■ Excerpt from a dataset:
§ §
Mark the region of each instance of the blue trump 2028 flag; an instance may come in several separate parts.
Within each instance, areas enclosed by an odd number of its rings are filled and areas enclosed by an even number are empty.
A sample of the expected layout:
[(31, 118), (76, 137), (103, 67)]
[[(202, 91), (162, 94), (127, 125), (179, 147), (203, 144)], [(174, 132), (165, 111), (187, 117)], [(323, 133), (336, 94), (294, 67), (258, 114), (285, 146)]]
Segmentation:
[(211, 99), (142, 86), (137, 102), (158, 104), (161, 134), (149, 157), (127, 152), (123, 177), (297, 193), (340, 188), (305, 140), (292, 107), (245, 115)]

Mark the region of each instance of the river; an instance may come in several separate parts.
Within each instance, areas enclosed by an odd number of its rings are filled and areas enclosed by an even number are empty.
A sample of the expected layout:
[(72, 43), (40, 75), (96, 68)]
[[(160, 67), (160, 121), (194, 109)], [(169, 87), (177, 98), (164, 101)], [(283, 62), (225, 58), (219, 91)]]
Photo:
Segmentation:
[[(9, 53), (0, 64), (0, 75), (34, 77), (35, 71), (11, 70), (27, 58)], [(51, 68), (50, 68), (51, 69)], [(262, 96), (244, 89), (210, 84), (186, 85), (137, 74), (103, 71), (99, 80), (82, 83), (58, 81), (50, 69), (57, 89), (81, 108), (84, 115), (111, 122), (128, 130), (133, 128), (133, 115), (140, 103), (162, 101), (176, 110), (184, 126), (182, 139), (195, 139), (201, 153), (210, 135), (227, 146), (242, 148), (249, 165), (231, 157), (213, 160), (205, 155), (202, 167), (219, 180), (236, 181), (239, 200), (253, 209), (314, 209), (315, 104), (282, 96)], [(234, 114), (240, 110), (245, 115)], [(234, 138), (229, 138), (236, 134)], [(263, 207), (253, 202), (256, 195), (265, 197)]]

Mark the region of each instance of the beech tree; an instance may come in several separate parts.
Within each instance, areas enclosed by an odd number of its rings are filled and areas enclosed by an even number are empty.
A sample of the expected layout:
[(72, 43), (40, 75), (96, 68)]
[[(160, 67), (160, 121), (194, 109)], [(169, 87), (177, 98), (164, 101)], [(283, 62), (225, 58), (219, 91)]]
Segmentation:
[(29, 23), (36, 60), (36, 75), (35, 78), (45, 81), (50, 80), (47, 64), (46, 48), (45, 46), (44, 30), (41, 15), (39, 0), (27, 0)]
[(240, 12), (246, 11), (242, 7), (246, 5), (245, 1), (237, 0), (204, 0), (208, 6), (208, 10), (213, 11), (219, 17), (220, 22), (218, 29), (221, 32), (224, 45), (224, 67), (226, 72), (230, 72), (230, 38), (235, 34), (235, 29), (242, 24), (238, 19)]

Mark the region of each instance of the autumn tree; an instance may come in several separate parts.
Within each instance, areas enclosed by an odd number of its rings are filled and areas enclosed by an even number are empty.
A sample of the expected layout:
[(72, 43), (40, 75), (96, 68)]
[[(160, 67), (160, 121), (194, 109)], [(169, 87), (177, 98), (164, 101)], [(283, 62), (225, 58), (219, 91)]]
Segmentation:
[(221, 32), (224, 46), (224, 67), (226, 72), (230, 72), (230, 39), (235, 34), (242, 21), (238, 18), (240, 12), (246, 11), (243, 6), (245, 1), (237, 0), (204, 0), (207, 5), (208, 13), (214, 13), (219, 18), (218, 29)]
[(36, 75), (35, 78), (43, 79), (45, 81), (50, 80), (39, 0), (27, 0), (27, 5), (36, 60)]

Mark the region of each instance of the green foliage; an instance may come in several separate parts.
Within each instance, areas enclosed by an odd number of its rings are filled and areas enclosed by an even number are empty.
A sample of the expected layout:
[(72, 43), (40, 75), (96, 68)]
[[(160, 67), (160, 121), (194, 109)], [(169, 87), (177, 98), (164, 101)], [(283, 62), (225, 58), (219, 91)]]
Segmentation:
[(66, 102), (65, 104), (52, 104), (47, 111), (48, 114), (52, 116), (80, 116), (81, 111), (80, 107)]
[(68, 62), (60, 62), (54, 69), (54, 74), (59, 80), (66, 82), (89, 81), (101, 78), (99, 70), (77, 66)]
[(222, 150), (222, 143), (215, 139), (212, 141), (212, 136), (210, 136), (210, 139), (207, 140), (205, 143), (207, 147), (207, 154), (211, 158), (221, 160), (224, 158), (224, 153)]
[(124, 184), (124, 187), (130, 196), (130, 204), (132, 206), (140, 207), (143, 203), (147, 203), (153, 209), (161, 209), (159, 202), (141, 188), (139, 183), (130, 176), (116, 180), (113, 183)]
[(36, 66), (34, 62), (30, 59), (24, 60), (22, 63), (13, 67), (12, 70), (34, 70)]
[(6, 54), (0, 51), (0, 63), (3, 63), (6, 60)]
§ §
Repeat the records from the line holding "Mark the region of each instance of the autumn" through the end, including both that line and the last one.

■ THE RESPONSE:
Mark the region of each instance of the autumn tree; an instance may come in several separate parts.
Within each instance, areas enclosed by an odd number of its rings are filled and areas enclosed by an even number are empty.
A sample of the expected layout:
[(72, 43), (40, 75), (96, 68)]
[[(160, 67), (160, 121), (194, 109)], [(169, 87), (177, 98), (164, 101)], [(283, 62), (225, 58), (219, 91)]]
Segmentation:
[(221, 32), (224, 46), (224, 67), (226, 72), (230, 72), (230, 39), (235, 34), (242, 21), (238, 18), (240, 12), (246, 11), (243, 6), (245, 1), (237, 0), (204, 0), (207, 5), (208, 13), (214, 13), (219, 18), (218, 29)]
[(36, 75), (35, 78), (43, 79), (45, 81), (50, 80), (39, 0), (27, 0), (27, 5), (36, 60)]

Mark the region of each instance of the green foliage; an instance may come in several separate parts.
Within each instance, areas enclosed by an odd number of its rings are filled and areas enclosed by an even number are empty.
A sample of the expected layout:
[(72, 43), (40, 75), (96, 68)]
[[(160, 67), (160, 121), (194, 109)], [(169, 87), (177, 98), (164, 101)], [(283, 62), (225, 58), (219, 91)]]
Segmentation:
[(66, 102), (65, 104), (52, 104), (47, 111), (48, 114), (52, 116), (80, 116), (81, 111), (80, 107)]
[(68, 62), (60, 62), (54, 69), (54, 74), (59, 80), (66, 82), (89, 81), (101, 78), (99, 70), (77, 66)]
[(222, 150), (222, 143), (215, 139), (212, 141), (212, 136), (210, 136), (210, 139), (207, 140), (205, 143), (207, 147), (207, 154), (211, 158), (221, 160), (224, 158), (224, 153)]
[(124, 184), (124, 187), (130, 196), (130, 204), (132, 206), (140, 207), (143, 203), (147, 203), (153, 209), (161, 209), (159, 202), (141, 188), (139, 183), (130, 176), (116, 180), (113, 183)]
[(36, 66), (34, 62), (30, 59), (24, 60), (22, 63), (13, 67), (12, 70), (34, 70)]
[(6, 54), (0, 51), (0, 63), (3, 63), (6, 60)]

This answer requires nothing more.